### GIVEN PROBLEM
Reproduce verbatim the lines in the records below, from the line with "like x=302, y=199." to the line with "x=548, y=95", both included.

Pointing entries for named objects
⟨

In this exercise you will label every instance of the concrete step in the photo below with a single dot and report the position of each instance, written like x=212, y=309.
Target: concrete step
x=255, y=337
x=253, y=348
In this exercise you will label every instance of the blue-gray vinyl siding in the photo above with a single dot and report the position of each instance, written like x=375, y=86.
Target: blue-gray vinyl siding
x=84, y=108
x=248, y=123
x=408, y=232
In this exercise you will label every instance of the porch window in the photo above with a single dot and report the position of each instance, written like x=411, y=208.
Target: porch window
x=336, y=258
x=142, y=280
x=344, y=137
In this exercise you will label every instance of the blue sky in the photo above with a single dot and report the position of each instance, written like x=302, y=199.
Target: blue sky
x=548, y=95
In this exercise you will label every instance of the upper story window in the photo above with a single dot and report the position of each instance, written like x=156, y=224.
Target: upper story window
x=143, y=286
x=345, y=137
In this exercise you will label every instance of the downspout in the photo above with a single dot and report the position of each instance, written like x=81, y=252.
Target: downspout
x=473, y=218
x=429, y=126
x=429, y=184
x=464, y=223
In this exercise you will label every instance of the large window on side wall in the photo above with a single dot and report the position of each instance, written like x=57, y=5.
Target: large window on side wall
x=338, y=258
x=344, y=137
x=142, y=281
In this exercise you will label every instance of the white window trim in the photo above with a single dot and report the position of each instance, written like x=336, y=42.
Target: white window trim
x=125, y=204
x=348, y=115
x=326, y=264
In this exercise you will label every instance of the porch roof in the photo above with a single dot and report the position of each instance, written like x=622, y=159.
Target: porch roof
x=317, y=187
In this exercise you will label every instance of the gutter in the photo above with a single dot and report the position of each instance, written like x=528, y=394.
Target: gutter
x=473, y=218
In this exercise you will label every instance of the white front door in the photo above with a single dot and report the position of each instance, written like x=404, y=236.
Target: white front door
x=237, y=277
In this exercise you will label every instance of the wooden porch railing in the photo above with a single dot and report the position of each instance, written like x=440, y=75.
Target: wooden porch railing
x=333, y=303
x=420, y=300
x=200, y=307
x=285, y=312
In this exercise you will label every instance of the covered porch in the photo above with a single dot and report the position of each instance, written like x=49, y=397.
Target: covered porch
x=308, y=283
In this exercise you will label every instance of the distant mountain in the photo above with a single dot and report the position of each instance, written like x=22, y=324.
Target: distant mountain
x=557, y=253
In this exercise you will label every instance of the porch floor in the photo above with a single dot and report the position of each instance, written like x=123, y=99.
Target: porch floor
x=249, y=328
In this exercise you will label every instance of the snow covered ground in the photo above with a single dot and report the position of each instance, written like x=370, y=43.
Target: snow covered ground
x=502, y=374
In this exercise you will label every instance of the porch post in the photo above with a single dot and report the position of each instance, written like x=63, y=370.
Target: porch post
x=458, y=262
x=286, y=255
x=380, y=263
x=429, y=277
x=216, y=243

⟩

### EXERCISE RESULT
In this exercise you will label every instance of the blue sky in the photo above with a single dot and report the position of each instance, written like x=302, y=199.
Target: blue sky
x=548, y=95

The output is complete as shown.